── Verilen metin

23. İcra ve İflas Kanunu’nun 40. maddesinin 2. fıkrasında icra edilen ilam hükmünün bozulması hâlinde, ödeme yapan kişinin borçlu olmadığının ancak kesinleşen bir ilamla belirlenmesinden sonra icranın eski hâle iade edilebileceği açıklanmıştır. Anılan hükümde belirtilen “…ayrıca hükme hacet kalmaksızın icra tamamen veya kısmen eski hâline iade olunur…” şeklindeki açık düzenleme karşısında, borçlu aynı takipte icranın eski hâle iadesini isteyebilir. Alacaklının iade etmesi icap eden miktardan haberdar edilmesi bir muhtıra ile sağlanmalıdır. Alacaklının muhtıra tebliğine rağmen bu parayı iade etmemesi hâlinde temerrüdü oluşur ve kendisinden yasal faiz istenebilir. Başka bir anlatımla alacaklının iade etmesi gereken paraya, muhtıranın tebliğ tarihinden itibaren (muhtıra ile süre verilmiş ise bu süreden sonra) yasal faiz yürütülebilir. Takibe dayanak ilamın bozulmasından önce, borçlunun icra dairesine ve icra dairesinin de alacaklıya yaptığı ödemeler ilamlı icra takibi prosedürü içerisinde ilamın infazı olup, ilam alacaklısının yasadan kaynaklanan hakkını kullanması olan bu hâlde, İİK’nın 40. maddesinin 2. fıkrası kapsamında çıkarılan muhtıra ile borçlunun uğradığı zararın alacaklıdan tahsil edilerek, borçluya ödenmesi mümkün değildir. Borçlunun ödeme tarihinden itibaren faiz isteği genel mahkemede açılacak ayrı bir davanın konusunu oluşturur.

────
── Görev için malzeme

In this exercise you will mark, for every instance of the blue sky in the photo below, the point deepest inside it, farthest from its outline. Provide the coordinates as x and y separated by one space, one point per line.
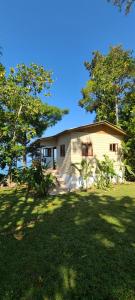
61 35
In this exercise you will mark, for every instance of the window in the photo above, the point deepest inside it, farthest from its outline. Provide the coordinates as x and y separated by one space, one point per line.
87 149
62 150
114 147
47 152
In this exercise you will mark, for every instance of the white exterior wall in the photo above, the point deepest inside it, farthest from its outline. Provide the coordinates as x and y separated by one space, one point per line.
64 163
49 144
100 140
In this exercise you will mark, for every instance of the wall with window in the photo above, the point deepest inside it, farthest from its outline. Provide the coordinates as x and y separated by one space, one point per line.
96 144
47 152
64 154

────

**Görevler**
A: Girdilerde "of the white" geçen satırdan girdilerin sonuna kadar (ikisi de dahil) olan satırları, istekler de içinde olmak üzere, yalnızca bunları yeniden yaz. Yanıtlardaki koordinatları 1,9 ile çarparak ölçekle ve tam sayıya yuvarla; buçuklar yukarı yuvarlansın.
B: İcranın eski hâle iadesini anlatan metnin devamını, kaldığı yerden sürdürerek yaz.

**Yanıtlar**
A:
In this exercise you will mark, for every instance of the white exterior wall in the photo above, the point deepest inside it, farthest from its outline. Provide the coordinates as x and y separated by one space, one point per line.
122 310
93 274
190 266
In this exercise you will mark, for every instance of the wall with window in the photo above, the point deepest inside it, farthest from its outline. Provide the coordinates as x and y separated by one space, one point per line.
182 274
89 289
122 293

B:
24. Alacaklının iade etmesi gereken paraya, muhtıranın tebliğ tarihinden itibaren (muhtıra ile süre verilmiş ise bu süreden sonra) uygulanacak faiz oranı ise yasal faiz olup, takip hukukuna göre gerçekleştirilen eski hâle iade içerisinde taraflar arasındaki ilişkinin ticarî iş olduğu dikkate alınarak faiz oranı belirlenemez. Taraflar arasındaki ilişkinin ticarî iş olup olmadığı, taraflar arasında sözleşme ilişkisi bulunup bulunmadığı gibi konular genel mahkemede yargılamayı gerektirir. İİK’nın 40. maddesinin 2. fıkrasında bu konuda hüküm bulunmadığından, eski hâle iade prosedürü içerisinde bu hususlar icra dairesince ve şikâyet yolu ile icra mahkemesince incelenemez.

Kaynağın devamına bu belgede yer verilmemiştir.